**** DOCUMENT SECTION ****

I see from your profile that you're based in Warrington. What type of user group were you looking for .NET, Java, SQL ... general? There's a nice group in Manchester that you might be interested in: http://www.nxtgenug.net/Region.aspx?RegionID=11

In my experience, user groups derive their focus out of what the co-ordinator (or group of co-ordinators) is interested in. For example, if you are big into Silverlight then your own group would probably have that bias. Similarly, if your focus is more to network with other local devs just to chat, maybe code a little, talk about jobs and share experiences, then you will find that people with similar persuasions will join you. After all, there is not much point to a group where the people attending are not interested in the information that they get from the group :)

Depending on what it is that you are looking to get out of spending time with other devs will determine whether you want your group to be an educational group or a networking group. Groups like London's Silverlight user group, London .NET and the regional NxtGen User Groups focus more on education and sharing knowledge. They invite a monthly speaker to come and share their specialities with the group. On the other hand "meetups" (I think there is a fledgling one in Cambridge) have a more social aspect where the attendees participate more to spend leisure time after work with like-minded people rather than to necessarily "learn about" new stuff.

If you haven't yet got a feel for what you want your group to focus on, maybe you could arrange an informal meetup to see what others in your area are interested in - educational talks or networking - that may help to determine the expectations of your potential attendees and formulate the best plan.

Depending on what type of group you have, there are a lot of places that you can promote your group or meetup. Microsoft operate a list that includes UK events in its Flash newsletter. Twitter is a great way to promote your group, since people in the UK community share links and events like wildfire. You might also try promoting it to local companies that you know have an IT/development department, maybe a printed flyer or a quick call to the company to get the email address of someone who might be interested enough to share the group information with their colleagues. I would offer this advice: don't be put off if you don't get great traction right away. We have a .NET user group in Cambridge and it has taken us a long time (almost 4 years, I think) to get a regular turn out of 30-40 each month. The success and benefits of your group will depend on your commitment to keep pushing on through even if you think you're not getting anywhere.

**** STORED RECORDS ****

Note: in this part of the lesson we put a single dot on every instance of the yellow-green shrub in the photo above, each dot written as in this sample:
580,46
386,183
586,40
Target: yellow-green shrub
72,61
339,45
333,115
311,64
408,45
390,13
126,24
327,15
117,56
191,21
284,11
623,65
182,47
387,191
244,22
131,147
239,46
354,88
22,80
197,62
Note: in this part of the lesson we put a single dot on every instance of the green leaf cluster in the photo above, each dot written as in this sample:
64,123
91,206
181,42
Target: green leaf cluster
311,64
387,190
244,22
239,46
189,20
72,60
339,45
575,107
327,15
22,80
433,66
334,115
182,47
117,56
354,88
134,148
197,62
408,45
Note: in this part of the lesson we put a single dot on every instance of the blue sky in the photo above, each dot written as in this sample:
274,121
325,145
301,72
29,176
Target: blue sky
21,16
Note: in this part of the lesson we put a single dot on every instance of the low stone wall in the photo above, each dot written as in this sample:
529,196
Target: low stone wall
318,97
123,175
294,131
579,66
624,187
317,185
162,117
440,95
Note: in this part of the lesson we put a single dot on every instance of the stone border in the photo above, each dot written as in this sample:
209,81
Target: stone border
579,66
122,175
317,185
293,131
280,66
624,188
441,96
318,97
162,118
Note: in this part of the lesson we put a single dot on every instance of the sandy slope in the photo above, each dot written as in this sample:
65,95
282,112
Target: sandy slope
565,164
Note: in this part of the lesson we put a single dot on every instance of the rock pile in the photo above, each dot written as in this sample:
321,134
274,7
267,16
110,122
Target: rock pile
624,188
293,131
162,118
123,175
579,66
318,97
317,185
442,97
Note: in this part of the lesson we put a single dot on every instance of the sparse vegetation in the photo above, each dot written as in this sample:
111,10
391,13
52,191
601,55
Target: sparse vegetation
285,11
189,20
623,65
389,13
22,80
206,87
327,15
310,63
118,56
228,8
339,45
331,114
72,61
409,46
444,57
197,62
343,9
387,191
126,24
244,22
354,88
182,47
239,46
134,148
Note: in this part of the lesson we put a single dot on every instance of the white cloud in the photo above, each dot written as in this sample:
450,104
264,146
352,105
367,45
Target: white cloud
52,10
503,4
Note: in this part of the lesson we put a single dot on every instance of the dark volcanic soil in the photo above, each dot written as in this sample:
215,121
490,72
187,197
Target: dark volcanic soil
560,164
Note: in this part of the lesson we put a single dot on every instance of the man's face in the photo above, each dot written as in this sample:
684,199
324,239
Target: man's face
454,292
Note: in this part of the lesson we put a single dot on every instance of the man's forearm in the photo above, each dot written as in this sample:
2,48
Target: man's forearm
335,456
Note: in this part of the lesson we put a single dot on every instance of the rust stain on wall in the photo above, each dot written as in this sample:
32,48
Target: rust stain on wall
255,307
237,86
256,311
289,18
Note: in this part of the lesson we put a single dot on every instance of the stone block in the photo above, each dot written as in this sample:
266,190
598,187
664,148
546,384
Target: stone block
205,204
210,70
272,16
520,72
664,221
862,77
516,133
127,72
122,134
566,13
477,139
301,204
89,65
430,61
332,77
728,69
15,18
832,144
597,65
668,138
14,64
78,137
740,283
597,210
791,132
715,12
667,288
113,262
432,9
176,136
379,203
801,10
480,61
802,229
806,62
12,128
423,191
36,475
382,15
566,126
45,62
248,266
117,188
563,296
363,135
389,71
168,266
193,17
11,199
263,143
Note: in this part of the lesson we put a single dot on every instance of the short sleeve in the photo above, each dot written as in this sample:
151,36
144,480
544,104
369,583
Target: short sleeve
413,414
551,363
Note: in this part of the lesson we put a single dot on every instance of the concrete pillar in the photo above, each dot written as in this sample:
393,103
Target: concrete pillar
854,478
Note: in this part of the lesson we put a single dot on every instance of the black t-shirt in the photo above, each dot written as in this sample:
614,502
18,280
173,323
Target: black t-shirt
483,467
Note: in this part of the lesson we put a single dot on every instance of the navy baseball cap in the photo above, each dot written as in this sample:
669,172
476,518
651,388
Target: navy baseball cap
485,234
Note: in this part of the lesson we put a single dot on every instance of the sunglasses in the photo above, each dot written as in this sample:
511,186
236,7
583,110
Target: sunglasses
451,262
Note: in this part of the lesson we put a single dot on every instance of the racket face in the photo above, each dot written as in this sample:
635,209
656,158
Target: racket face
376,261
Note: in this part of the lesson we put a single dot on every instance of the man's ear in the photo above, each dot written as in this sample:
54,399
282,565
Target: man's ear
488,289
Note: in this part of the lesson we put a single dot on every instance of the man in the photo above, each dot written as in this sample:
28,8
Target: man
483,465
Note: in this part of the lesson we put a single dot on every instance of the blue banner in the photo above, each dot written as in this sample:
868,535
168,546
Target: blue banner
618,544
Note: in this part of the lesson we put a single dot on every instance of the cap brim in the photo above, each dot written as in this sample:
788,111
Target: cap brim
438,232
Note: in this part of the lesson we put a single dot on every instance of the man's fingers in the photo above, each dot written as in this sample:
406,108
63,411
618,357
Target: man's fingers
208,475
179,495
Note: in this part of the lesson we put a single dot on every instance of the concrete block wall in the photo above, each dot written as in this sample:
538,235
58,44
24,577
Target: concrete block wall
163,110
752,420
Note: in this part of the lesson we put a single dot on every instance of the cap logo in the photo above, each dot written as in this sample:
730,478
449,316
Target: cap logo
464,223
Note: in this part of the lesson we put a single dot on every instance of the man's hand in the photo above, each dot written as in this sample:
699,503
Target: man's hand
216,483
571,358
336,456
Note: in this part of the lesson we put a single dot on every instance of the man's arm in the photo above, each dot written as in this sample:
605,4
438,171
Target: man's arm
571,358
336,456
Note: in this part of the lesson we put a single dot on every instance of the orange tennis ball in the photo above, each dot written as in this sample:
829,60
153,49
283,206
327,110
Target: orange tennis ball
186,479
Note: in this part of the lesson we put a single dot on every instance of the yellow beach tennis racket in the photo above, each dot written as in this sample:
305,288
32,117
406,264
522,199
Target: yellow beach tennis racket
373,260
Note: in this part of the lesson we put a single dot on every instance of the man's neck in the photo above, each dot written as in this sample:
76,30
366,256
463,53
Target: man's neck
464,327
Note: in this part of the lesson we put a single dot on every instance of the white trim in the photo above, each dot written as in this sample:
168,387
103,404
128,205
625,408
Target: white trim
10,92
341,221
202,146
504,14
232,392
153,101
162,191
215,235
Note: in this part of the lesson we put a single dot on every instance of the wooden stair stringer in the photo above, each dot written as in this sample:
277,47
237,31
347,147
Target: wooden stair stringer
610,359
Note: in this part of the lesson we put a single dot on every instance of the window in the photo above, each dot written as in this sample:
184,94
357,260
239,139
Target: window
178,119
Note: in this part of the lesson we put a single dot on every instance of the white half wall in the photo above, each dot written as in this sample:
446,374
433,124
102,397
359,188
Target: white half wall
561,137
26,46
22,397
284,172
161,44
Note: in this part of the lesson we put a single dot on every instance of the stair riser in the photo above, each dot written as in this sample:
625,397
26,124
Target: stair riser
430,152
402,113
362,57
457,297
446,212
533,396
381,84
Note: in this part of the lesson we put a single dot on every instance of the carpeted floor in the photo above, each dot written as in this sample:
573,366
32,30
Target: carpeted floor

****

LIST OF TASKS>
(1) Please extract everything in the user group advice from "In my experience, user" down to "the group :)".
(2) Find each line of the records that contains the string "baseball" and copy it.

REPLIES>
(1)
In my experience, user groups derive their focus out of what the co-ordinator (or group of co-ordinators) is interested in. For example, if you are big into Silverlight then your own group would probably have that bias. Similarly, if your focus is more to network with other local devs just to chat, maybe code a little, talk about jobs and share experiences, then you will find that people with similar persuasions will join you. After all, there is not much point to a group where the people attending are not interested in the information that they get from the group :)

(2)
Note: in this part of the lesson we put a single dot on every instance of the navy baseball cap in the photo above, each dot written as in this sample:
Target: navy baseball cap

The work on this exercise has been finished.